■ **Data supplied**:
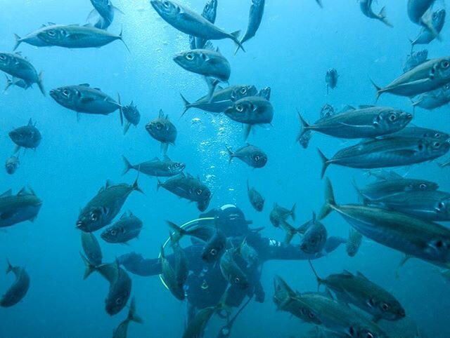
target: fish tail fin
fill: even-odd
[[[300,120],[300,123],[302,123],[302,126],[300,126],[301,129],[300,129],[300,132],[298,134],[298,136],[297,137],[297,141],[300,142],[300,139],[302,138],[302,137],[304,135],[304,133],[306,132],[307,132],[309,129],[309,125],[308,124],[308,123],[304,121],[304,119],[303,119],[303,117],[302,116],[302,114],[300,114],[300,112],[298,111],[298,109],[297,109],[297,114],[298,114],[298,117]]]
[[[245,52],[244,47],[242,46],[242,43],[239,41],[240,34],[240,30],[233,32],[233,33],[231,34],[233,41],[238,46],[238,49],[242,49],[243,52]]]
[[[311,259],[308,259],[308,262],[309,263],[309,266],[311,266],[311,269],[312,270],[312,272],[316,276],[316,279],[317,280],[317,291],[319,291],[319,289],[321,287],[321,284],[323,283],[323,280],[317,274],[317,271],[316,271],[316,269],[314,269],[314,265],[312,265],[312,262],[311,262]]]
[[[327,177],[325,182],[325,204],[322,207],[320,214],[319,215],[319,219],[325,218],[333,210],[333,207],[336,205],[335,201],[335,194],[333,191],[333,186],[331,185],[331,181]]]
[[[9,79],[7,75],[5,75],[5,76],[6,77],[6,86],[5,87],[5,89],[4,90],[4,93],[8,90],[8,88],[13,84],[13,80]]]
[[[181,97],[181,100],[183,100],[183,104],[184,104],[184,109],[183,110],[183,112],[181,113],[181,116],[183,115],[184,115],[186,114],[186,112],[188,111],[188,109],[189,109],[189,108],[191,108],[191,102],[189,101],[188,101],[186,97],[184,96],[183,96],[183,94],[181,94],[180,93],[180,96]]]
[[[120,34],[119,34],[119,39],[120,39],[122,43],[124,44],[124,46],[127,48],[127,50],[128,50],[128,53],[129,53],[131,54],[131,51],[129,50],[129,48],[128,48],[128,45],[127,45],[127,43],[125,43],[125,41],[124,40],[124,38],[123,38],[123,36],[122,35],[122,32],[123,32],[123,31],[122,29],[120,29]]]
[[[119,116],[120,116],[120,126],[124,125],[124,113],[120,103],[120,95],[117,93],[117,103],[119,104]]]
[[[122,173],[123,176],[127,173],[128,173],[131,169],[134,169],[134,167],[131,163],[129,163],[129,161],[128,161],[124,155],[122,156],[122,158],[124,160],[124,163],[125,164],[125,168],[124,169],[124,171]]]
[[[14,269],[14,267],[13,266],[13,264],[11,264],[11,262],[9,262],[9,259],[8,258],[6,258],[6,264],[8,264],[6,266],[6,274],[8,274],[13,271],[13,269]]]
[[[83,275],[83,279],[87,278],[91,273],[96,270],[96,266],[91,264],[87,258],[81,252],[79,252],[79,255],[82,257],[82,259],[83,259],[83,262],[84,263],[84,274]]]
[[[14,37],[15,38],[15,44],[14,45],[14,48],[13,48],[13,50],[15,50],[19,46],[19,45],[20,44],[20,43],[22,42],[22,38],[19,36],[18,34],[16,34],[15,33],[14,33]]]
[[[231,148],[230,148],[229,147],[226,147],[226,150],[228,151],[228,154],[229,155],[229,160],[228,160],[228,163],[229,164],[229,163],[231,163],[231,161],[233,160],[233,158],[234,157],[234,153],[231,150]]]
[[[321,179],[323,178],[325,175],[325,172],[326,171],[326,168],[328,168],[328,165],[331,164],[330,160],[326,158],[323,153],[319,149],[317,149],[317,151],[319,152],[319,156],[321,157],[321,161],[322,161],[322,171],[321,172]]]
[[[42,72],[39,73],[39,76],[37,79],[37,86],[39,88],[39,90],[44,96],[46,96],[45,89],[44,89],[44,84],[42,83]]]
[[[292,218],[292,220],[295,220],[295,208],[297,207],[297,203],[295,203],[292,207],[290,208],[290,217]]]
[[[373,80],[372,80],[371,79],[369,79],[369,80],[371,80],[372,85],[375,87],[375,89],[377,91],[376,97],[375,98],[375,103],[376,103],[377,101],[378,100],[378,98],[380,98],[380,96],[382,94],[381,93],[380,93],[380,90],[381,90],[381,87],[380,87],[379,86],[377,86],[377,84],[375,82],[373,82]]]
[[[386,6],[384,6],[382,8],[381,8],[381,11],[380,11],[380,13],[378,13],[378,17],[380,18],[381,22],[387,26],[390,27],[394,27],[394,25],[390,23],[386,18]]]
[[[141,173],[141,172],[139,171],[139,168],[138,168],[138,175],[136,177],[136,180],[134,180],[134,183],[133,183],[133,185],[131,186],[131,187],[133,188],[133,190],[136,190],[136,191],[139,191],[141,194],[143,194],[145,195],[145,193],[142,191],[142,189],[138,185],[138,180],[139,180],[139,174],[140,173]]]
[[[129,305],[129,310],[128,311],[128,316],[127,316],[127,319],[134,323],[143,323],[142,318],[139,317],[139,316],[136,313],[136,299],[134,299],[134,297],[131,299],[131,302]]]

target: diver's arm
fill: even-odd
[[[333,244],[336,243],[333,237],[330,237],[327,240],[333,241]],[[342,242],[341,242],[342,243]],[[339,245],[327,245],[325,248],[326,253],[334,251],[339,247]],[[256,247],[255,247],[256,248]],[[260,243],[257,249],[259,253],[259,257],[262,261],[268,261],[271,259],[280,260],[303,260],[303,259],[315,259],[323,256],[322,253],[308,254],[300,250],[300,245],[294,245],[292,244],[285,244],[279,241],[266,237],[261,237]]]

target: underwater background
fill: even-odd
[[[179,2],[201,12],[204,0]],[[216,24],[226,32],[245,31],[250,1],[219,0]],[[116,14],[110,32],[123,39],[101,48],[69,50],[58,47],[35,48],[22,44],[21,51],[39,71],[43,71],[48,91],[68,84],[89,83],[122,103],[131,100],[142,115],[136,128],[122,135],[118,112],[107,116],[83,114],[77,121],[74,111],[44,97],[36,86],[22,90],[10,88],[0,95],[0,154],[5,160],[13,154],[8,133],[37,122],[42,142],[35,151],[21,154],[21,165],[14,175],[0,174],[0,190],[17,191],[32,187],[44,203],[38,217],[0,232],[0,266],[6,257],[23,266],[31,278],[26,297],[11,308],[0,308],[0,337],[110,337],[126,316],[110,316],[104,311],[108,291],[99,275],[83,280],[79,231],[75,229],[79,208],[104,185],[107,179],[131,184],[136,172],[122,176],[124,155],[133,163],[161,156],[160,144],[149,137],[143,126],[158,116],[168,114],[178,129],[171,158],[186,163],[185,173],[199,175],[213,197],[210,208],[232,203],[241,208],[253,227],[265,227],[264,236],[283,241],[284,234],[269,222],[274,202],[290,207],[297,203],[298,226],[319,212],[323,203],[324,181],[320,179],[321,160],[316,147],[326,155],[353,144],[315,133],[307,149],[295,142],[300,130],[297,109],[309,121],[316,121],[326,103],[337,108],[345,104],[372,104],[377,83],[390,82],[402,72],[410,52],[408,38],[418,30],[406,13],[406,1],[382,1],[394,28],[362,15],[356,1],[323,0],[319,8],[313,0],[267,0],[262,23],[256,36],[245,43],[246,53],[233,55],[229,41],[214,41],[231,64],[231,83],[271,88],[274,107],[273,127],[256,128],[249,142],[266,152],[264,168],[252,170],[238,161],[229,164],[226,146],[245,144],[241,126],[223,115],[190,109],[183,117],[181,93],[190,101],[207,92],[203,79],[185,72],[172,56],[188,48],[187,36],[170,27],[147,0],[116,0],[124,15]],[[381,3],[383,3],[382,4]],[[384,4],[385,3],[385,4]],[[0,0],[0,50],[11,51],[13,33],[25,35],[41,24],[85,22],[91,10],[87,0]],[[448,26],[442,41],[427,48],[430,58],[448,55]],[[416,48],[421,49],[421,48]],[[339,74],[338,87],[326,95],[325,74],[330,67]],[[412,112],[408,98],[383,95],[379,104]],[[412,123],[450,132],[448,107],[428,111],[417,109]],[[198,120],[193,119],[198,118]],[[446,159],[445,158],[444,159]],[[444,161],[444,159],[439,161]],[[3,161],[3,160],[2,160]],[[400,168],[399,173],[437,182],[440,189],[450,191],[449,168],[436,162]],[[333,183],[336,200],[354,203],[353,187],[368,182],[363,170],[331,166],[327,176]],[[266,198],[263,212],[257,213],[247,196],[246,181],[257,186]],[[122,211],[131,210],[143,222],[139,238],[129,245],[101,242],[103,260],[110,262],[130,251],[146,257],[156,257],[168,236],[169,219],[183,224],[198,215],[192,203],[165,191],[156,191],[155,178],[141,175],[139,186],[145,195],[132,194]],[[349,226],[337,215],[323,221],[328,234],[347,237]],[[100,240],[100,238],[99,238]],[[392,292],[402,303],[407,316],[428,337],[450,337],[450,289],[439,271],[418,259],[399,270],[402,255],[364,239],[356,257],[349,257],[342,246],[315,261],[320,276],[342,269],[361,271]],[[3,269],[3,268],[2,268]],[[262,282],[266,292],[264,304],[250,302],[237,320],[232,337],[307,337],[311,325],[286,313],[276,311],[271,301],[273,278],[282,276],[295,289],[314,291],[317,283],[307,261],[271,261],[264,266]],[[175,299],[158,276],[131,275],[132,295],[143,325],[130,325],[132,337],[181,337],[184,329],[186,305]],[[6,290],[13,276],[0,274],[0,290]],[[215,337],[222,322],[213,317],[205,337]]]

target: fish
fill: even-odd
[[[184,110],[181,116],[191,108],[196,108],[211,113],[222,113],[233,106],[233,102],[248,96],[257,94],[256,87],[252,85],[235,85],[214,92],[212,97],[205,95],[195,102],[191,103],[182,95]]]
[[[120,96],[115,100],[100,88],[89,83],[65,86],[50,90],[50,96],[61,106],[77,112],[108,115],[119,109],[120,123],[123,125],[123,113]]]
[[[169,144],[175,144],[176,140],[176,128],[169,121],[169,115],[164,114],[160,109],[158,119],[151,120],[146,125],[147,133],[157,141],[161,142],[161,149],[165,154]]]
[[[211,198],[210,189],[191,174],[181,173],[164,182],[158,180],[157,190],[161,187],[192,202],[203,202]]]
[[[295,207],[297,203],[294,203],[292,207],[289,209],[286,209],[281,205],[278,205],[277,203],[274,203],[274,208],[270,212],[269,219],[272,225],[276,228],[280,227],[280,224],[283,221],[285,221],[290,216],[293,221],[295,220]]]
[[[8,88],[11,86],[15,86],[16,87],[19,87],[23,89],[28,89],[31,85],[27,83],[26,81],[19,79],[17,77],[12,76],[11,79],[8,77],[8,75],[5,74],[6,77],[6,86],[5,86],[5,89],[4,90],[4,93],[8,90]]]
[[[207,82],[210,88],[208,98],[210,100],[219,83],[228,82],[231,66],[219,48],[216,50],[210,49],[212,47],[208,43],[205,49],[191,49],[176,54],[174,61],[188,72],[202,75],[211,80],[211,83]]]
[[[136,313],[136,301],[134,297],[131,299],[128,310],[128,315],[124,320],[120,322],[119,326],[112,332],[112,338],[127,338],[128,332],[128,325],[131,322],[143,323],[143,320]]]
[[[415,45],[426,45],[432,41],[444,27],[445,15],[446,11],[444,9],[439,9],[434,12],[431,17],[431,25],[434,28],[433,32],[430,32],[428,27],[422,27],[417,37],[411,41],[411,48]]]
[[[20,164],[20,161],[19,161],[19,156],[15,156],[13,155],[12,156],[8,157],[5,163],[5,169],[6,170],[6,173],[9,175],[14,174]]]
[[[0,70],[13,78],[22,80],[27,87],[36,83],[44,96],[46,95],[42,83],[42,72],[37,73],[31,62],[20,53],[0,53]]]
[[[129,52],[122,39],[122,32],[119,35],[115,35],[91,25],[49,26],[41,30],[37,34],[37,37],[47,43],[47,46],[66,48],[98,48],[120,40]]]
[[[433,191],[437,190],[439,184],[426,180],[400,176],[398,178],[379,180],[362,188],[355,186],[355,188],[365,200],[370,201],[407,191]]]
[[[401,75],[384,88],[372,84],[376,99],[385,93],[399,96],[415,96],[442,87],[450,81],[450,58],[437,58],[419,65]]]
[[[142,162],[139,164],[132,165],[122,156],[125,168],[122,175],[125,175],[131,169],[142,173],[148,176],[172,177],[181,173],[186,168],[186,164],[182,162],[174,162],[167,155],[165,155],[162,161],[158,157],[155,157],[153,160]]]
[[[154,1],[154,0],[153,0]],[[218,310],[216,306],[207,306],[200,309],[189,322],[182,338],[200,338],[212,315]]]
[[[278,310],[288,312],[305,323],[321,324],[307,304],[303,302],[301,295],[295,292],[278,275],[276,275],[274,278],[274,288],[275,292],[272,299]]]
[[[321,325],[331,331],[354,337],[389,337],[377,324],[330,295],[307,292],[299,297]]]
[[[178,300],[184,300],[186,298],[183,285],[179,284],[175,269],[167,260],[164,252],[164,247],[161,246],[160,252],[161,270],[162,279],[170,293]]]
[[[338,205],[328,178],[326,187],[326,203],[319,219],[335,210],[355,230],[375,242],[421,259],[450,262],[450,229],[396,211],[357,204]]]
[[[248,96],[236,101],[224,113],[233,121],[246,125],[244,139],[247,140],[253,126],[271,123],[274,107],[264,97]]]
[[[405,309],[394,295],[361,272],[353,274],[344,270],[341,273],[333,273],[326,278],[321,278],[311,261],[309,265],[319,286],[325,285],[340,300],[352,304],[372,315],[373,321],[378,322],[380,319],[399,320],[405,318]]]
[[[328,232],[325,226],[316,219],[316,212],[312,213],[312,219],[297,230],[302,236],[300,250],[309,254],[323,253]]]
[[[202,259],[207,263],[214,263],[220,259],[226,246],[226,237],[222,231],[217,229],[209,238],[202,250]]]
[[[390,27],[394,27],[386,18],[386,8],[382,7],[378,14],[372,9],[373,0],[359,0],[359,8],[364,15],[371,19],[377,19]]]
[[[130,211],[124,212],[120,219],[106,228],[100,235],[108,243],[126,243],[136,238],[142,230],[142,221]]]
[[[450,102],[450,83],[446,83],[439,88],[420,94],[413,102],[413,107],[433,110],[449,102]]]
[[[449,142],[419,137],[394,137],[375,139],[338,151],[329,159],[319,150],[322,161],[321,177],[330,164],[354,168],[398,167],[431,161],[450,150]]]
[[[205,7],[203,7],[202,16],[214,25],[216,22],[217,13],[217,0],[208,0],[205,4]],[[205,47],[207,40],[190,35],[189,41],[191,43],[191,49],[201,49]]]
[[[89,262],[94,267],[101,265],[103,257],[95,235],[91,232],[81,231],[81,237],[83,251]],[[86,278],[85,276],[84,279]]]
[[[20,302],[27,295],[30,288],[30,276],[24,268],[13,266],[7,261],[6,274],[13,272],[15,280],[0,298],[0,306],[11,307]]]
[[[413,68],[416,67],[419,65],[421,65],[428,60],[428,50],[427,49],[412,52],[409,55],[408,55],[408,58],[403,66],[403,72],[404,73],[409,72]]]
[[[260,168],[266,165],[267,163],[267,155],[257,147],[252,146],[248,143],[246,146],[242,147],[233,151],[230,147],[226,147],[229,154],[229,163],[233,158],[236,158],[254,168]]]
[[[117,11],[123,14],[123,12],[114,6],[110,0],[91,0],[94,9],[89,13],[89,16],[97,13],[101,19],[95,25],[97,28],[105,29],[112,23],[114,13]]]
[[[41,132],[36,128],[36,122],[33,123],[31,119],[28,120],[27,126],[12,130],[8,135],[15,144],[15,152],[18,152],[20,148],[36,150],[42,140]]]
[[[298,112],[302,123],[300,140],[309,130],[339,138],[370,138],[391,134],[405,128],[413,115],[387,107],[362,106],[328,117],[309,125]]]
[[[255,188],[251,187],[247,180],[247,194],[253,208],[261,212],[264,208],[264,198]]]
[[[349,239],[345,245],[345,251],[349,257],[354,257],[359,250],[359,247],[363,241],[363,236],[354,229],[349,230]]]
[[[42,206],[41,201],[31,188],[22,188],[13,195],[11,189],[0,195],[0,228],[22,222],[34,222]]]
[[[20,37],[18,34],[15,34],[14,37],[15,38],[15,44],[14,45],[13,50],[15,50],[22,42],[34,46],[35,47],[49,47],[51,45],[41,39],[38,36],[38,34],[51,28],[58,29],[63,27],[64,26],[62,25],[56,25],[53,22],[49,22],[48,25],[42,25],[42,26],[41,26],[41,28],[35,30],[34,32],[32,32],[31,33],[25,35],[23,37]]]
[[[328,95],[328,88],[334,89],[338,86],[338,79],[339,75],[338,71],[334,68],[330,68],[325,74],[325,82],[326,83],[326,94]]]
[[[366,199],[365,204],[401,212],[422,219],[450,221],[450,193],[439,190],[403,191]]]
[[[431,19],[425,13],[432,6],[436,0],[408,0],[408,17],[412,22],[427,27],[435,36],[438,33],[435,30]]]
[[[262,21],[265,2],[265,0],[252,0],[252,6],[250,6],[250,11],[248,15],[248,26],[247,27],[247,32],[240,39],[241,45],[256,34],[261,25],[261,21]],[[236,49],[235,54],[238,50],[239,50],[239,47]]]
[[[234,261],[234,251],[227,250],[220,257],[219,266],[224,278],[231,285],[236,285],[241,289],[249,287],[247,276]]]
[[[109,180],[106,181],[105,187],[102,187],[80,210],[77,229],[93,232],[108,225],[120,212],[131,192],[136,191],[143,194],[138,185],[138,178],[132,185],[126,183],[112,184]]]
[[[127,106],[122,106],[122,113],[125,120],[127,120],[127,123],[124,127],[124,135],[125,135],[131,125],[136,127],[139,124],[141,113],[139,113],[137,106],[133,104],[133,101]]]
[[[150,3],[162,20],[179,31],[205,40],[230,39],[245,51],[238,39],[240,31],[226,33],[202,15],[173,1],[150,0]]]

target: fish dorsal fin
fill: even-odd
[[[363,275],[363,274],[362,274],[361,272],[359,272],[359,271],[357,271],[357,272],[356,272],[356,276],[357,276],[358,277],[360,277],[360,278],[363,278],[363,279],[365,279],[366,280],[368,280],[368,278],[367,277],[366,277],[364,275]]]
[[[0,197],[8,197],[12,195],[13,195],[13,191],[10,189],[9,190],[6,190],[1,195],[0,195]]]

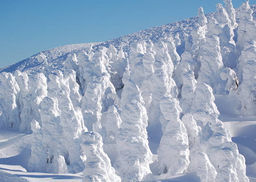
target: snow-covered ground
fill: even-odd
[[[256,5],[224,2],[0,69],[0,182],[256,181]]]
[[[221,115],[220,118],[231,132],[232,141],[238,145],[239,153],[245,158],[246,175],[250,182],[256,182],[256,116],[244,116],[236,109],[241,105],[237,98],[215,95],[215,103]],[[153,154],[151,169],[156,180],[162,182],[200,182],[195,172],[179,174],[166,179],[165,174],[158,176],[155,160],[157,160],[157,136],[148,130],[149,146]],[[31,134],[0,129],[0,181],[1,182],[51,182],[82,181],[82,172],[76,174],[51,174],[30,172],[28,162],[30,157]],[[160,139],[159,139],[160,140]]]
[[[256,4],[251,5],[251,8],[253,11],[253,16],[256,17]],[[239,8],[236,9],[236,18],[237,21],[239,21],[240,11]],[[215,15],[216,13],[216,12],[206,14],[205,17],[209,19],[211,16]],[[47,56],[49,62],[59,69],[62,69],[63,63],[69,54],[77,54],[82,50],[87,51],[90,46],[91,43],[93,44],[94,48],[97,49],[100,46],[108,47],[110,44],[116,48],[118,47],[120,43],[123,42],[125,44],[124,50],[128,53],[129,55],[130,54],[130,45],[132,43],[137,43],[141,40],[151,40],[154,42],[158,40],[160,37],[165,36],[167,37],[174,36],[178,33],[182,43],[181,46],[177,48],[177,52],[180,54],[184,51],[184,34],[190,34],[191,30],[195,27],[195,23],[198,20],[198,17],[196,16],[166,25],[153,27],[103,42],[68,45],[43,51],[42,52]],[[18,70],[31,74],[41,71],[45,65],[43,62],[39,63],[37,61],[37,56],[39,54],[36,54],[16,63],[0,68],[0,72],[5,71],[13,73],[15,70]]]

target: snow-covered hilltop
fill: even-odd
[[[253,16],[256,18],[255,18],[256,17],[255,16],[256,16],[256,5],[251,5],[251,8],[253,12]],[[238,8],[235,10],[235,12],[236,20],[238,22],[239,21],[240,10]],[[214,12],[205,15],[205,17],[209,19],[213,15],[215,16],[216,13],[216,12]],[[124,44],[124,50],[128,53],[129,56],[131,53],[130,45],[132,43],[137,43],[142,40],[150,40],[154,42],[160,38],[164,36],[168,37],[173,36],[176,39],[179,38],[177,37],[177,35],[176,34],[179,33],[179,37],[181,39],[182,45],[177,47],[177,52],[180,55],[184,51],[184,35],[185,34],[190,35],[191,30],[195,26],[196,23],[198,22],[198,18],[199,17],[196,16],[170,23],[166,25],[155,26],[122,36],[104,42],[68,45],[51,49],[42,51],[42,52],[47,57],[49,63],[54,66],[57,67],[59,69],[61,69],[69,54],[74,53],[77,54],[81,50],[87,51],[91,46],[91,43],[93,44],[94,48],[96,49],[100,46],[108,47],[111,44],[118,48],[121,43],[123,42]],[[235,37],[235,38],[236,38]],[[176,41],[175,44],[176,47],[180,44],[179,41]],[[4,71],[13,74],[16,70],[17,70],[20,71],[26,72],[30,75],[41,71],[45,65],[44,65],[43,63],[39,63],[37,61],[37,56],[39,54],[36,54],[16,63],[0,68],[0,72]]]
[[[82,171],[83,182],[248,182],[256,151],[239,150],[215,100],[255,117],[256,6],[236,14],[224,2],[207,17],[199,7],[196,17],[2,69],[0,130],[31,135],[26,169]],[[1,169],[0,180],[16,178]]]

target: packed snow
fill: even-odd
[[[256,5],[224,2],[0,70],[0,181],[256,181]]]

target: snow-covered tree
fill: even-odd
[[[158,42],[155,44],[156,53],[156,60],[153,63],[154,71],[153,75],[155,84],[152,102],[149,112],[150,125],[160,122],[162,129],[164,130],[167,122],[163,118],[160,109],[159,102],[163,97],[167,96],[177,98],[178,90],[175,81],[171,77],[173,66],[168,53],[166,44]]]
[[[227,80],[225,90],[229,92],[229,95],[233,95],[236,93],[239,81],[236,72],[229,68],[225,68],[221,73],[221,77],[222,80]]]
[[[204,16],[203,10],[201,7],[198,8],[197,10],[197,15],[199,16],[198,23],[201,26],[204,26],[207,23],[207,19]]]
[[[225,83],[220,75],[224,66],[221,54],[219,39],[217,36],[213,35],[206,37],[205,40],[200,51],[201,57],[199,60],[201,65],[197,80],[210,85],[214,93],[225,93]]]
[[[200,54],[201,53],[199,52],[199,48],[201,48],[202,45],[205,41],[205,36],[207,28],[206,24],[207,22],[202,7],[198,8],[197,14],[199,17],[198,23],[196,24],[196,26],[191,30],[190,33],[192,37],[190,52],[192,55],[192,57],[194,58],[194,64],[190,66],[192,71],[195,73],[196,79],[197,78],[200,66],[199,59],[201,57]],[[189,44],[187,44],[188,46]]]
[[[219,38],[221,52],[224,65],[225,67],[233,68],[236,67],[236,60],[237,59],[235,52],[234,41],[233,39],[234,25],[231,23],[229,15],[222,4],[217,4],[216,6],[216,21],[212,18],[207,24],[207,34],[218,36]]]
[[[41,166],[41,170],[38,172],[50,173],[68,172],[65,161],[61,160],[61,157],[59,157],[61,155],[60,138],[63,128],[60,124],[60,111],[58,109],[58,100],[56,97],[45,97],[41,103],[41,132],[43,136],[41,141],[42,142],[44,150],[40,152],[41,157],[44,158],[44,162],[43,164],[37,164]],[[38,142],[40,143],[40,140]],[[34,151],[31,151],[32,152]],[[45,156],[46,158],[44,158]],[[34,162],[33,163],[35,164]],[[66,167],[63,167],[64,166]],[[35,168],[39,168],[38,166]]]
[[[102,138],[96,132],[89,131],[82,136],[82,150],[86,156],[83,171],[83,182],[120,182],[115,173],[110,160],[103,151]]]
[[[183,113],[184,113],[189,112],[191,108],[197,83],[194,72],[191,70],[189,64],[186,62],[185,60],[184,60],[179,65],[180,70],[182,70],[183,73],[181,75],[183,84],[181,89],[182,97],[180,100],[180,103]]]
[[[26,109],[27,109],[27,102],[26,96],[29,93],[29,88],[28,85],[28,76],[27,73],[21,72],[18,70],[16,70],[15,73],[15,79],[19,86],[20,90],[19,100],[19,112],[20,113],[21,119],[20,124],[19,126],[19,130],[23,132],[31,133],[32,131],[30,129],[30,122],[24,118],[24,114],[26,114]]]
[[[240,7],[240,18],[238,29],[238,77],[242,83],[238,88],[242,110],[246,115],[255,114],[256,81],[256,22],[253,20],[252,11],[248,1]]]
[[[106,65],[108,63],[106,59],[107,50],[103,48],[96,51],[83,70],[86,83],[82,110],[85,125],[91,130],[94,124],[93,130],[102,135],[104,134],[100,122],[101,113],[114,104],[113,96],[108,97],[108,95],[115,95],[110,75],[106,69]]]
[[[115,167],[123,181],[150,180],[152,153],[147,139],[147,112],[141,92],[131,80],[129,72],[127,70],[123,77],[125,86],[120,103],[122,122],[116,138],[118,154]]]
[[[47,157],[46,153],[43,152],[45,149],[43,144],[41,127],[38,122],[33,119],[30,125],[33,133],[31,140],[31,156],[28,161],[29,171],[44,172]]]
[[[225,9],[230,20],[231,26],[233,29],[237,27],[238,25],[236,22],[236,14],[234,9],[233,7],[232,0],[224,0],[225,3]]]
[[[18,130],[20,123],[18,106],[20,89],[10,73],[0,73],[0,127]]]
[[[237,67],[238,69],[237,76],[241,81],[244,65],[248,61],[255,60],[253,49],[255,44],[253,42],[256,40],[256,23],[253,20],[252,13],[248,1],[245,1],[240,6],[236,44],[237,52],[240,54]]]
[[[42,73],[30,77],[28,79],[29,94],[25,97],[25,106],[20,113],[20,117],[29,123],[33,119],[42,126],[39,111],[43,99],[47,96],[46,78]]]
[[[66,59],[66,61],[64,63],[63,67],[64,69],[68,70],[69,69],[72,69],[76,72],[78,72],[79,68],[78,61],[75,54],[69,54],[68,55],[68,57]]]
[[[215,180],[217,172],[211,163],[207,155],[199,152],[196,156],[197,175],[200,178],[201,182],[211,182]]]
[[[201,149],[208,155],[217,172],[215,181],[248,182],[243,157],[239,153],[223,123],[218,119],[219,113],[209,85],[197,84],[192,113],[202,128],[204,138],[208,139],[207,143],[201,145]]]
[[[179,33],[177,33],[179,35]],[[159,40],[161,41],[164,42],[167,44],[168,49],[168,53],[170,55],[172,61],[174,70],[175,70],[177,68],[177,65],[180,63],[181,57],[176,51],[176,47],[175,46],[174,40],[171,37],[165,37],[162,38],[160,38],[159,39]]]
[[[162,98],[160,101],[160,109],[168,123],[157,149],[158,172],[167,173],[168,177],[170,177],[184,172],[189,164],[187,133],[180,119],[182,110],[176,99]]]
[[[180,34],[177,32],[174,36],[174,39],[175,41],[175,46],[177,47],[181,44],[181,40],[180,38]]]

■ **Short task**:
How many lines in the records above contain the string "snow"? Reply with the number alone.

■ **Written response**:
4